→ **Tasks**
1. Say whether each statement below agrees with the essay on faking it, answering yes or no and quoting the deciding words from the essay. (a) The essay says deeper connections require authenticity and accountability. (b) The essay says the writer was branded with a label in high school. (c) The essay says we can change how others think if we try hard enough.
2. Proceed with the essay on faking it, writing on from its final sentence.

===== Selected excerpt =====

The very foundation to ‘faking it‘ requires lies and denial. Those who practice deceit and double lives are always in a state of competition and survival. Dishonesty limits the capacity of relationships because deeper connections require authenticity and accountability. Unfortunately, there is a societal pressure: if you don’t ‘fit in’ then you’re cast out.
In my early years of development I was practically desperate to be accepted by others. Having the brand of ‘slut’ in elementary school created an obstacle when building relationships. Kids can be cruel is often the excuse for that scenario and it’s interesting to me that few will acknowledge kids are conditioned to be cruel. Growing up in an abusive home makes the psyche believe that abuse is an expression of love or how to express anger or sadness.
We cannot make anyone else be, think or feel any different than they believe. Adult, matured relationships are about accepting differences and encouraging progress or leaving folks alone when you’re not in sync. Unfortunately, many adults never mature because of their conditioning—they think the abuse is love. Out here faking a fulfilled life while loathing their very existence internally to the point it spills onto others in visceral shames and devaluation.

===== Data records =====

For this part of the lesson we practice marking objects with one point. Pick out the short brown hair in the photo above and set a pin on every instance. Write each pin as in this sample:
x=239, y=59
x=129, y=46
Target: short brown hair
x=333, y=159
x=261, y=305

=====

→ **Answers for this exercise**
1.
(a) Yes: "deeper connections require authenticity and accountability"
(b) No: "Having the brand of ‘slut’ in elementary school"
(c) No: "We cannot make anyone else be, think or feel any different than they believe."

2.
No one else can change your mentality. Healing is hard work and a giant chunk of that is introspection and accountability to take complete inventory of who you are and how you behave. We all know innately what is compassion and what is cruelty. The monument of the task to heal is why there are far more suffering in the world than feeling the calm of healing. Authenticity is required because faking life is living in denial.
It’s ok and completely normal to have a degree of denial with difficult situations. Our brain will literally shut down in deeply traumatizing scenarios to protect us. This is why some souls have periods of blacked out memory, reality is too intense for the psyche to face. We can all endure varying stresses in very different ways too. All of this is normal even though few will speak openly or even be aware personally that they’re in denial.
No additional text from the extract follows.